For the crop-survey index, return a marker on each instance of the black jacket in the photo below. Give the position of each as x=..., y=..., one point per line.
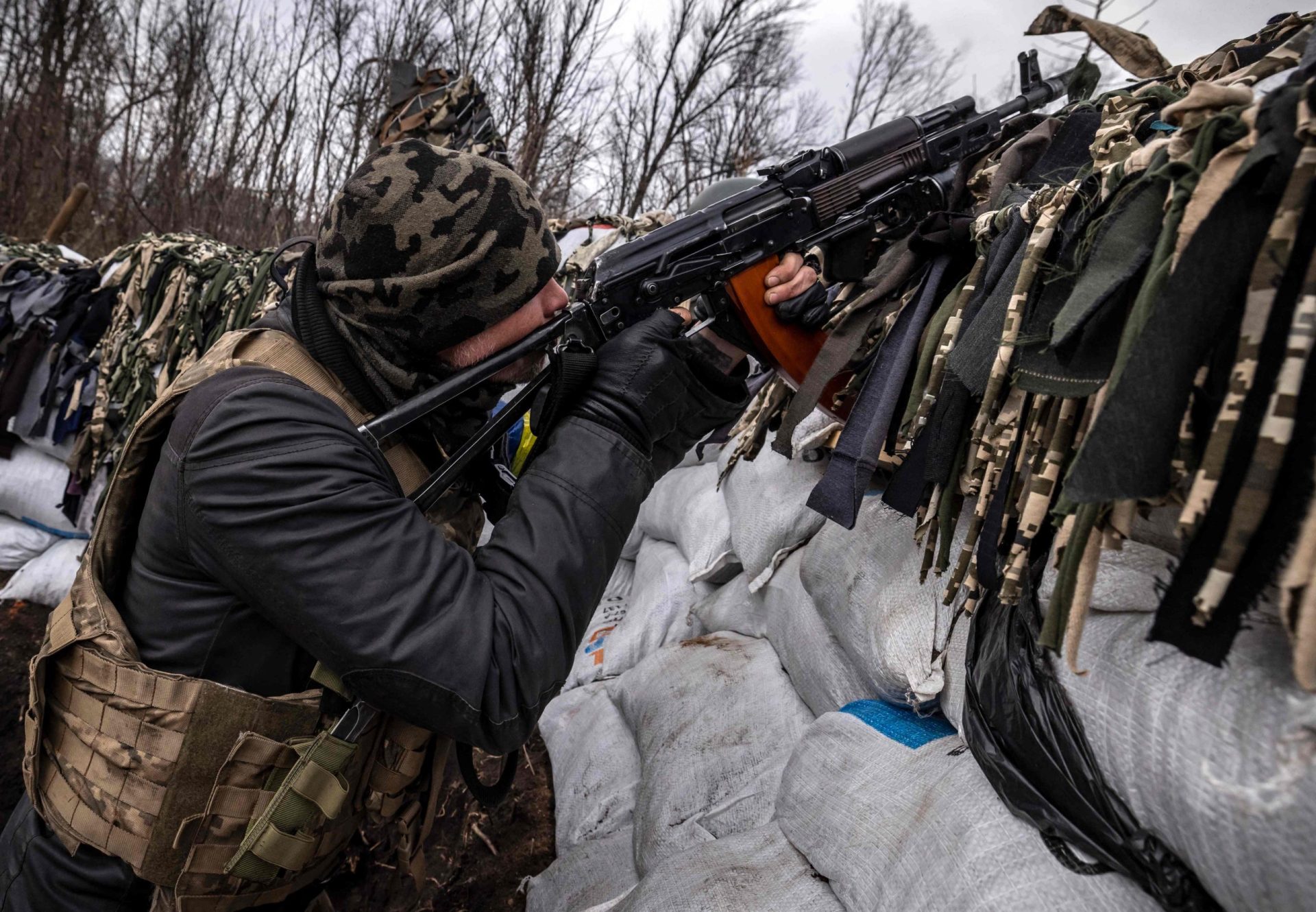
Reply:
x=273, y=537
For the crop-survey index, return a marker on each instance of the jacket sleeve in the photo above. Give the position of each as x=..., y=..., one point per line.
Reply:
x=284, y=503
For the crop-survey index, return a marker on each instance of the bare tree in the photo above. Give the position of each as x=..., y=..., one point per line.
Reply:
x=899, y=67
x=709, y=62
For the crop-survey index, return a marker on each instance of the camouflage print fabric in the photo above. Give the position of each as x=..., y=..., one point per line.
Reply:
x=444, y=110
x=1278, y=424
x=1132, y=50
x=1267, y=272
x=1298, y=602
x=177, y=295
x=423, y=249
x=1226, y=60
x=1054, y=440
x=1044, y=212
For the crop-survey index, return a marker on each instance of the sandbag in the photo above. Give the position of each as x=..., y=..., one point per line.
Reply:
x=1217, y=763
x=595, y=765
x=32, y=488
x=21, y=542
x=953, y=661
x=686, y=508
x=865, y=584
x=820, y=670
x=894, y=811
x=612, y=608
x=47, y=578
x=1125, y=579
x=715, y=720
x=586, y=877
x=625, y=629
x=765, y=501
x=756, y=870
x=733, y=607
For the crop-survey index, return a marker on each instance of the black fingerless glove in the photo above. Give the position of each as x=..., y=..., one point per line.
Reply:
x=809, y=309
x=655, y=390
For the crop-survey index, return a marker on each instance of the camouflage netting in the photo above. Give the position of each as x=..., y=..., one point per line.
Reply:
x=443, y=108
x=1108, y=340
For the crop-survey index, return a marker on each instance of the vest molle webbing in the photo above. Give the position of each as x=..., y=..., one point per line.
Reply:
x=223, y=797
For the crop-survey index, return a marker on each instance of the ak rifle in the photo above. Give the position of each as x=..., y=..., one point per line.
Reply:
x=878, y=183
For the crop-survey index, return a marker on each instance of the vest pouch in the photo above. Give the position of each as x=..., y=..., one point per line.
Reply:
x=278, y=816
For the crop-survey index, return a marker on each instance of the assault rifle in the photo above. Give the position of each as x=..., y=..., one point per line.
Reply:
x=879, y=183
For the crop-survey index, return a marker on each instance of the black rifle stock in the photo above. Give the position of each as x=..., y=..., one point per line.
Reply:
x=881, y=182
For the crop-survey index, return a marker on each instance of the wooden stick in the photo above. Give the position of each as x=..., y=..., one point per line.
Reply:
x=66, y=213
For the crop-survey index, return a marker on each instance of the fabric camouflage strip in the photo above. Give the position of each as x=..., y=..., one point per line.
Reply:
x=1298, y=602
x=1278, y=424
x=423, y=249
x=448, y=111
x=1132, y=50
x=1043, y=211
x=177, y=295
x=1267, y=272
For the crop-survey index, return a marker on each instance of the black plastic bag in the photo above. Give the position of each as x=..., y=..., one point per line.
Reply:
x=1028, y=740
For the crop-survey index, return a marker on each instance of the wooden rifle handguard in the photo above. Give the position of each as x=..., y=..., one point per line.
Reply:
x=788, y=346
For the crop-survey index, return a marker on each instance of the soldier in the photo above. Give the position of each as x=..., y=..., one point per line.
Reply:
x=252, y=540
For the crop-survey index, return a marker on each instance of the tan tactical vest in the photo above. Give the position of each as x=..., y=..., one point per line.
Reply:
x=223, y=797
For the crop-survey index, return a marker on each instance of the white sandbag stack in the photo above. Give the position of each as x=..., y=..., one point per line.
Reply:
x=822, y=671
x=865, y=584
x=626, y=628
x=613, y=607
x=715, y=720
x=592, y=876
x=47, y=578
x=757, y=870
x=32, y=486
x=895, y=813
x=686, y=508
x=1220, y=764
x=595, y=763
x=766, y=501
x=21, y=542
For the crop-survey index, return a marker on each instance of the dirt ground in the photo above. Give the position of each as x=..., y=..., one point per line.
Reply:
x=477, y=859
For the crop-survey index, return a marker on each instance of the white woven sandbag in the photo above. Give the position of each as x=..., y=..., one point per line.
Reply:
x=631, y=548
x=686, y=508
x=953, y=661
x=715, y=720
x=657, y=612
x=589, y=876
x=1220, y=764
x=1125, y=579
x=612, y=608
x=897, y=814
x=21, y=542
x=820, y=670
x=766, y=501
x=595, y=765
x=47, y=578
x=756, y=870
x=732, y=607
x=32, y=486
x=865, y=584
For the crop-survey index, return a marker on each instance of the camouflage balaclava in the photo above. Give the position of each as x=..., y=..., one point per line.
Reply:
x=423, y=249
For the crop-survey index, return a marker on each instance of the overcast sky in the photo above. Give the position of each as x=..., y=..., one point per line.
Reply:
x=991, y=33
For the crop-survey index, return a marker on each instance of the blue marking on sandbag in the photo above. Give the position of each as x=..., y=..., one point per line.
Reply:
x=51, y=531
x=901, y=724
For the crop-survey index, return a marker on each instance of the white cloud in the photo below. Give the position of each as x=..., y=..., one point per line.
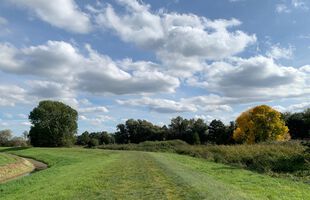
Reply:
x=11, y=94
x=3, y=21
x=182, y=42
x=255, y=79
x=69, y=70
x=63, y=14
x=293, y=108
x=96, y=121
x=294, y=4
x=159, y=105
x=25, y=123
x=172, y=106
x=96, y=109
x=300, y=4
x=282, y=8
x=277, y=52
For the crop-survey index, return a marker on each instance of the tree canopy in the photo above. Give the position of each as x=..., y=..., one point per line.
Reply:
x=53, y=124
x=260, y=123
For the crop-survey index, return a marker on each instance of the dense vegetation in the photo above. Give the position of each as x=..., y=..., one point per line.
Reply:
x=298, y=124
x=53, y=124
x=289, y=157
x=258, y=124
x=76, y=173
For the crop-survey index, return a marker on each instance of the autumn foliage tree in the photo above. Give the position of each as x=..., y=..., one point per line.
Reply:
x=261, y=123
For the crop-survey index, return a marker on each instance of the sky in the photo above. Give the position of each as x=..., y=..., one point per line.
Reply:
x=112, y=60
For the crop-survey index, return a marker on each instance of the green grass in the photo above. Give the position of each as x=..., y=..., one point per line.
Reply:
x=6, y=159
x=102, y=174
x=279, y=159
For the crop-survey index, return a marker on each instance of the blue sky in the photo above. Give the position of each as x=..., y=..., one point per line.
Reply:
x=118, y=59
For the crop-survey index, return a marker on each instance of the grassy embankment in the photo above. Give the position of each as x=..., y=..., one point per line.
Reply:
x=97, y=174
x=12, y=166
x=6, y=159
x=278, y=159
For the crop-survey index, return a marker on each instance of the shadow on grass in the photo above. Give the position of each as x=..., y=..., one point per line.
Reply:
x=13, y=149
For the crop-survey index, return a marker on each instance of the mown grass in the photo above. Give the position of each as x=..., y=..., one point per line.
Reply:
x=279, y=159
x=6, y=159
x=102, y=174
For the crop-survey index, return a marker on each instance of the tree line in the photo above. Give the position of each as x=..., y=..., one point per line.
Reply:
x=55, y=124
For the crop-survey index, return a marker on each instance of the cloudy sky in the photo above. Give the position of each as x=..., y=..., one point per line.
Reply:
x=152, y=59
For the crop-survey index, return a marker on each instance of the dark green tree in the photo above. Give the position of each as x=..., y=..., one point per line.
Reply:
x=5, y=137
x=53, y=124
x=83, y=139
x=217, y=132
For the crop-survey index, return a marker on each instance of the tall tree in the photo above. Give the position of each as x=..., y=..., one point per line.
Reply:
x=217, y=132
x=5, y=137
x=53, y=124
x=260, y=123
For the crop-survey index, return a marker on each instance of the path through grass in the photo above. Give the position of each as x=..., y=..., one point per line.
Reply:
x=99, y=174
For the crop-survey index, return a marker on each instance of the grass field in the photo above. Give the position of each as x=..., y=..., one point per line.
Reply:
x=101, y=174
x=5, y=159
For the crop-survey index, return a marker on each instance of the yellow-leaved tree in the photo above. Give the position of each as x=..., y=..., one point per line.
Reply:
x=261, y=123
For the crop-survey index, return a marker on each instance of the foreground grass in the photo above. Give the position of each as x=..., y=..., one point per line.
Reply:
x=100, y=174
x=6, y=159
x=289, y=159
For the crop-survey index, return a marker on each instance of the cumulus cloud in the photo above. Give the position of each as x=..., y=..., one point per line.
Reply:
x=159, y=105
x=95, y=73
x=181, y=41
x=63, y=14
x=11, y=94
x=96, y=121
x=293, y=108
x=277, y=52
x=172, y=106
x=256, y=78
x=3, y=21
x=94, y=109
x=282, y=8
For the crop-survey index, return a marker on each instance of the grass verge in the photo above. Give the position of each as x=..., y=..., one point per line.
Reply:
x=289, y=159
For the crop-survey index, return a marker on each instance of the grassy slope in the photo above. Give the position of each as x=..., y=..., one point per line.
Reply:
x=5, y=159
x=98, y=174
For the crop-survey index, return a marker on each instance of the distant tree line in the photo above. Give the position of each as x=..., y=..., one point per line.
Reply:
x=95, y=139
x=192, y=131
x=54, y=124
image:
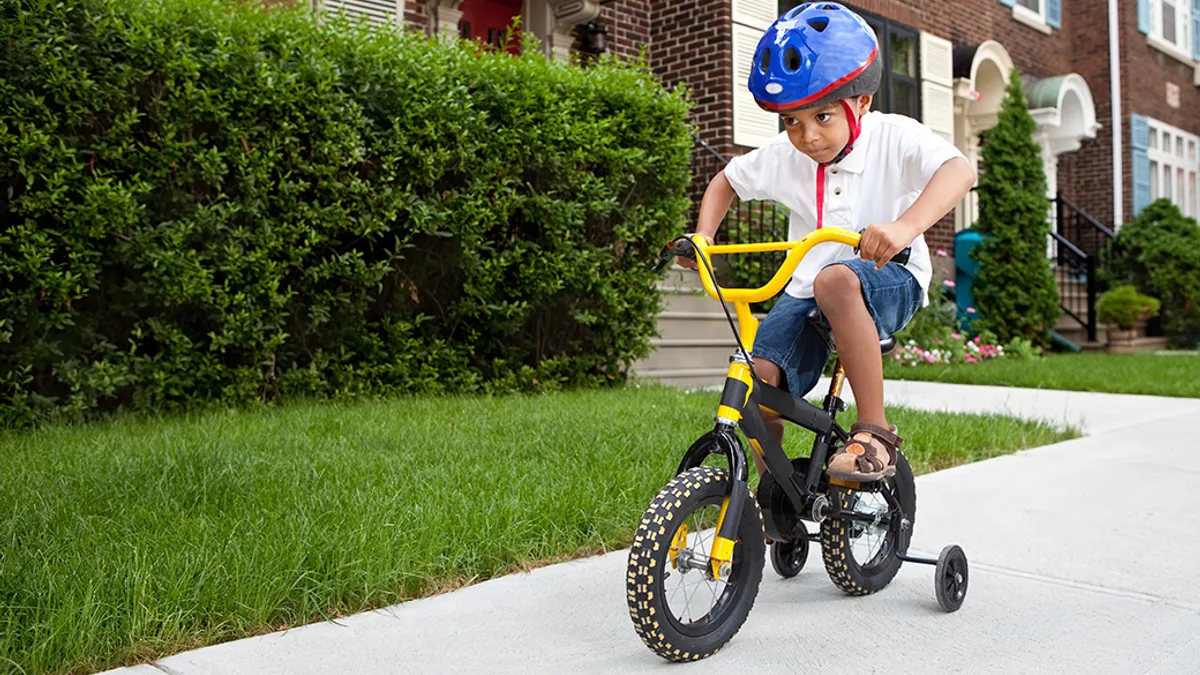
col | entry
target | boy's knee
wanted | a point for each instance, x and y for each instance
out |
(835, 286)
(767, 371)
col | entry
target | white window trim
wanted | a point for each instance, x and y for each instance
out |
(1036, 21)
(1156, 40)
(1168, 157)
(1170, 49)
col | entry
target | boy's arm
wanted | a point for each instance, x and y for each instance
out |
(713, 208)
(949, 184)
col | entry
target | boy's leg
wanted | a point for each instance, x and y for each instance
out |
(840, 296)
(863, 304)
(771, 374)
(779, 350)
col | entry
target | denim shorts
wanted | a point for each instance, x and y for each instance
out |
(785, 339)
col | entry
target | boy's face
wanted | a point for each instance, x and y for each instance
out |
(823, 131)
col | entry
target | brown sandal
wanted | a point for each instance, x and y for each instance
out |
(863, 458)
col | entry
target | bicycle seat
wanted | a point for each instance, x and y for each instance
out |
(822, 327)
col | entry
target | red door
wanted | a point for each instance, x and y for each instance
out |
(486, 21)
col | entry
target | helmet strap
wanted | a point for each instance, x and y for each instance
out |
(856, 127)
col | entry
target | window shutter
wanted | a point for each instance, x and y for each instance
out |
(1195, 30)
(753, 126)
(936, 79)
(377, 12)
(936, 60)
(755, 13)
(1139, 133)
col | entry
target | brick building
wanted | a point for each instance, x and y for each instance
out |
(947, 63)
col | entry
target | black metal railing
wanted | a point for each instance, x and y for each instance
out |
(1078, 245)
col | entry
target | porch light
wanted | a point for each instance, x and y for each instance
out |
(595, 37)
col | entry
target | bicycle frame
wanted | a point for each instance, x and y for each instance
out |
(743, 399)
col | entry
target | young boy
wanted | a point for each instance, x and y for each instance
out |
(838, 165)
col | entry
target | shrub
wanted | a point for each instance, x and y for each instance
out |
(1158, 254)
(205, 201)
(1125, 306)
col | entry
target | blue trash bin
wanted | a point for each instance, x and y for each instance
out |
(966, 270)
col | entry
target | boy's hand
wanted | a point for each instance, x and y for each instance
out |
(690, 263)
(882, 240)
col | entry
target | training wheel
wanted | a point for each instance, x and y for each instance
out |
(951, 578)
(789, 557)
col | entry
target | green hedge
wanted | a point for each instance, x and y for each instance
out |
(209, 202)
(1158, 252)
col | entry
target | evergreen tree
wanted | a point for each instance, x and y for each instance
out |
(1015, 292)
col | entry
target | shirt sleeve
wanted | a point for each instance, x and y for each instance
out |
(923, 154)
(753, 175)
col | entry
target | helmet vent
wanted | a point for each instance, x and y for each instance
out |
(791, 59)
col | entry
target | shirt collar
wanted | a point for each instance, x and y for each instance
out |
(856, 161)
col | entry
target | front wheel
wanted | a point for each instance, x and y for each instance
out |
(679, 610)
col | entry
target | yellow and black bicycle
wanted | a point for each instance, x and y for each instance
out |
(697, 555)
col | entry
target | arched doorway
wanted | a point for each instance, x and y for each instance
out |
(981, 75)
(489, 21)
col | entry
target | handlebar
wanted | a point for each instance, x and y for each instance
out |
(696, 245)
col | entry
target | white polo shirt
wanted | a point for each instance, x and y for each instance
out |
(893, 160)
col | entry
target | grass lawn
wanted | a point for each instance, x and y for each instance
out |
(1167, 375)
(130, 539)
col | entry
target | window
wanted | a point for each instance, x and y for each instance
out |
(1170, 22)
(1174, 167)
(1035, 6)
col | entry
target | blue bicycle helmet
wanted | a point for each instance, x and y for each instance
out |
(814, 54)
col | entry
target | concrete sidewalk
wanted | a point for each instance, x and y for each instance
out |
(1084, 559)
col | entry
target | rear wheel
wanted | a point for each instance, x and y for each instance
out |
(679, 610)
(863, 557)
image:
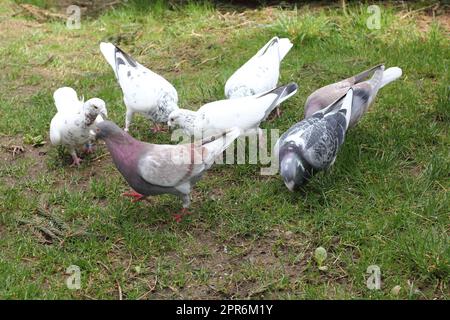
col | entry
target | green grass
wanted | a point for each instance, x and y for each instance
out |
(385, 202)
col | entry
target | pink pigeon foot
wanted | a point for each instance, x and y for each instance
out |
(137, 196)
(76, 161)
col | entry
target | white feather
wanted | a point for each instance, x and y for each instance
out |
(144, 91)
(261, 72)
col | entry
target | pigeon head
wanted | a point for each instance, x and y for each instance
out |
(293, 169)
(95, 107)
(183, 119)
(107, 129)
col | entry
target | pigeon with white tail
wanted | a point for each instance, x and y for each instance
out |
(261, 72)
(312, 144)
(74, 119)
(365, 91)
(245, 113)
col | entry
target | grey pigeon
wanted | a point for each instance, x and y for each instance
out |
(312, 144)
(153, 169)
(365, 91)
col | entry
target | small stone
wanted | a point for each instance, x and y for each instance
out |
(320, 255)
(288, 234)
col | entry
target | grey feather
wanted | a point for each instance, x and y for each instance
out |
(364, 92)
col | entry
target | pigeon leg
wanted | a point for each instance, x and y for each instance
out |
(157, 128)
(137, 196)
(76, 161)
(278, 112)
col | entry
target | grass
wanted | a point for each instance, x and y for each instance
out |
(385, 202)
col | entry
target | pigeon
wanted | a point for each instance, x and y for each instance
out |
(312, 144)
(74, 119)
(144, 91)
(153, 169)
(261, 72)
(364, 91)
(245, 113)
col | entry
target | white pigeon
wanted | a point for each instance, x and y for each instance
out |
(144, 91)
(245, 113)
(261, 72)
(73, 120)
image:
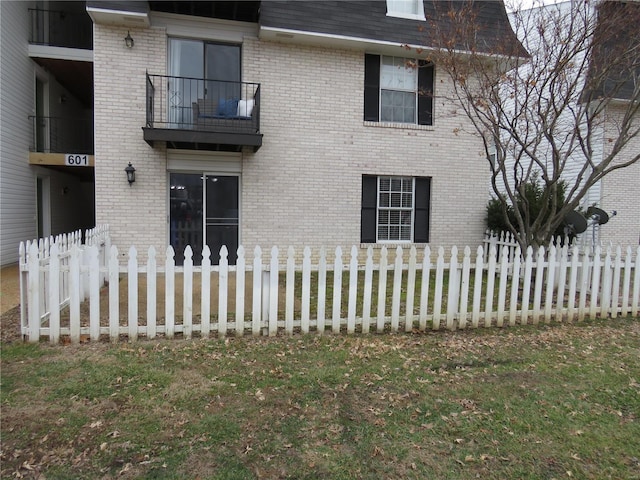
------------
> _WRITTEN EXERCISE_
Identify each line in the rows above that contains the string "wheel", and copy every such line in full.

> _SOLUTION TO THIS TASK_
target | training wheel
target | front wheel
target | rear wheel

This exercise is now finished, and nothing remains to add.